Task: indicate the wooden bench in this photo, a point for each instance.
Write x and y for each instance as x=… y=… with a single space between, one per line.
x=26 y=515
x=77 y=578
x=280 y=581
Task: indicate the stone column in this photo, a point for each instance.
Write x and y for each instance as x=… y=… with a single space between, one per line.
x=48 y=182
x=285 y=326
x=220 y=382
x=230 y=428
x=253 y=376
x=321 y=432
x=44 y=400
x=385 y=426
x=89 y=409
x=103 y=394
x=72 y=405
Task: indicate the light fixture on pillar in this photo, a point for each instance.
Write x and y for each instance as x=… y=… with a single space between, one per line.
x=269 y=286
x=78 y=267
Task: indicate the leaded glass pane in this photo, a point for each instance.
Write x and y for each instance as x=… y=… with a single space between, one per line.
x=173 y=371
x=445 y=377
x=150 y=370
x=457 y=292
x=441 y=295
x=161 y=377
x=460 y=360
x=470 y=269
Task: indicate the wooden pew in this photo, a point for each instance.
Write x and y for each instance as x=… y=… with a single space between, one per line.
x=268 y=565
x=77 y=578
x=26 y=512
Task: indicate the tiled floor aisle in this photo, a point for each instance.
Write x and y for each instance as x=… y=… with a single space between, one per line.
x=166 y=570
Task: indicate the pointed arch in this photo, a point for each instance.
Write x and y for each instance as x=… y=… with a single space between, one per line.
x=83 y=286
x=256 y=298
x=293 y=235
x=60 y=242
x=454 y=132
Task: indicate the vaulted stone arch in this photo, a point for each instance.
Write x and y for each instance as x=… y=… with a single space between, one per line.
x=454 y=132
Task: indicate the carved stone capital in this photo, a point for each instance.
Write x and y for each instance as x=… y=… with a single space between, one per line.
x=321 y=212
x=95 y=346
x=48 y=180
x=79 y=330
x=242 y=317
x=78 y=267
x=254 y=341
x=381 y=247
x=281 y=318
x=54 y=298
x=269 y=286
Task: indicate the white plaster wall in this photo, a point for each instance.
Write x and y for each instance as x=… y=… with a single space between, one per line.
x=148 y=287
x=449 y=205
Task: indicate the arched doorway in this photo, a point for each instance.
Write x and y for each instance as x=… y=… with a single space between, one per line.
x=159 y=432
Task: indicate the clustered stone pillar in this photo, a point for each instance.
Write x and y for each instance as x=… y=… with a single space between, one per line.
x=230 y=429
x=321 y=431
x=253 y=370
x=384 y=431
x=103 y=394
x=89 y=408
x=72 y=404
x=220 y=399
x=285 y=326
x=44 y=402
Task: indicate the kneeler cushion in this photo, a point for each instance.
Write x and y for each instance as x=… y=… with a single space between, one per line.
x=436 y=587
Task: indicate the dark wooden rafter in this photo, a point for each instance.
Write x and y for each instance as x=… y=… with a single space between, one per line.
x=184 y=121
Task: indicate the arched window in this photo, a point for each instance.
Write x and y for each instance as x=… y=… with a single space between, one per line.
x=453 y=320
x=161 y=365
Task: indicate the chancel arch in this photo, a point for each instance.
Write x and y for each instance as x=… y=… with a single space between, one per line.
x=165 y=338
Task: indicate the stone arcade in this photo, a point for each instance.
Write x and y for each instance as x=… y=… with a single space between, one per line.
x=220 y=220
# # #
DIRECTIVE: Swap "leaded glass pane" for "stained glass window" in the part of the data that opens with the line containing "Task: indicate the leaded" and closes with the line containing "x=470 y=269". Return only those lines, with nothing else changed.

WRITTEN SOLUTION:
Task: indicate the stained glass window in this photo, a point for each instance.
Write x and y for each instance as x=… y=… with a single space between, one per line.
x=173 y=371
x=445 y=377
x=150 y=370
x=457 y=292
x=441 y=295
x=161 y=377
x=460 y=360
x=470 y=269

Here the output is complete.